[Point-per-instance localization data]
== == ==
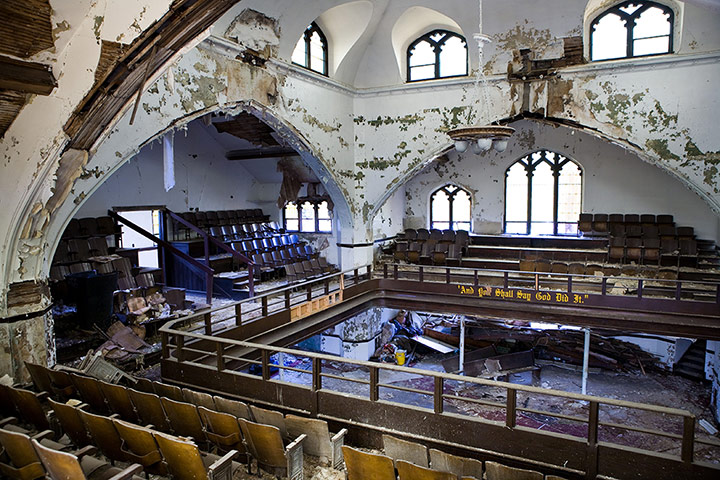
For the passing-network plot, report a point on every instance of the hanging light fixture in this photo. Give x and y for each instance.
(480, 138)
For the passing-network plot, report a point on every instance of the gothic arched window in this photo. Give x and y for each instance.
(438, 54)
(450, 208)
(632, 29)
(543, 195)
(311, 50)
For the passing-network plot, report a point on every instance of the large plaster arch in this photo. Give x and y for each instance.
(413, 23)
(111, 162)
(491, 156)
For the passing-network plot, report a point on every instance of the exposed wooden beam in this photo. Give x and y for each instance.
(255, 153)
(26, 77)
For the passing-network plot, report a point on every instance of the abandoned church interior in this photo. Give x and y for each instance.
(362, 239)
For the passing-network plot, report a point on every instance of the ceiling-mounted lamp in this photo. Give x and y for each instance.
(481, 136)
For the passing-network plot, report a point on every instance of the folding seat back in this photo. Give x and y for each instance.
(460, 466)
(222, 430)
(168, 391)
(140, 446)
(23, 462)
(71, 423)
(149, 409)
(265, 444)
(29, 407)
(90, 393)
(399, 449)
(199, 399)
(360, 465)
(184, 419)
(184, 461)
(409, 471)
(98, 246)
(234, 407)
(269, 417)
(118, 400)
(497, 471)
(40, 377)
(319, 441)
(62, 465)
(105, 436)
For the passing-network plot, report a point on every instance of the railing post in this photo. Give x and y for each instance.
(688, 446)
(374, 389)
(316, 384)
(510, 405)
(438, 394)
(179, 345)
(208, 323)
(266, 364)
(592, 448)
(164, 338)
(221, 361)
(238, 314)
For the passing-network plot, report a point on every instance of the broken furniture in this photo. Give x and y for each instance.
(185, 462)
(266, 446)
(319, 441)
(66, 465)
(361, 465)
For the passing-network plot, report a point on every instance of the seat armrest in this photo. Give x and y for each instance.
(222, 467)
(294, 457)
(42, 435)
(128, 472)
(336, 444)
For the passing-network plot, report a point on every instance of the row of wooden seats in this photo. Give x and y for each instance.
(91, 227)
(429, 253)
(307, 269)
(406, 460)
(198, 415)
(235, 232)
(460, 237)
(30, 457)
(602, 223)
(592, 269)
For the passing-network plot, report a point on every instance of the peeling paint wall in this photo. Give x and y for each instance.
(610, 181)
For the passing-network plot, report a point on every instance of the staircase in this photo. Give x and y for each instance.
(692, 364)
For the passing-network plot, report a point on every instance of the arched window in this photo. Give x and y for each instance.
(543, 195)
(310, 216)
(438, 54)
(632, 29)
(450, 208)
(311, 50)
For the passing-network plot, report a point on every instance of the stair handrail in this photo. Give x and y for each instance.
(207, 239)
(209, 271)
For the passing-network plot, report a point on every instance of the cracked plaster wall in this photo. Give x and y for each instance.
(611, 183)
(204, 179)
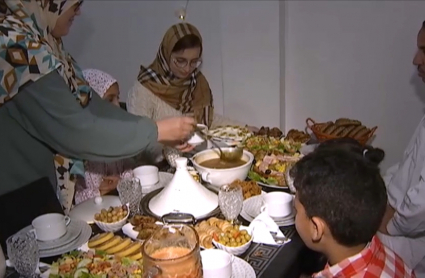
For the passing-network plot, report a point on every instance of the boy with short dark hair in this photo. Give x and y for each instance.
(340, 202)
== == ==
> **About this task**
What is needed is a word-for-word restatement of the lines from the one holding "the stair handrail" to the final line of the data above, inclusive, without any pictures.

> **Task result**
For the passing-network plot, report a point on every instance of the stair handrail in this photo. Give x and y for each instance.
(207, 239)
(209, 271)
For the passing-network plot, report a point on every instance of the cracked plaster wall in this photo. Give x and y for each instance.
(611, 183)
(204, 179)
For the passing-network plot, report a point on every instance of the boy with short dark hair in this photo. Give x and y for each instance.
(340, 202)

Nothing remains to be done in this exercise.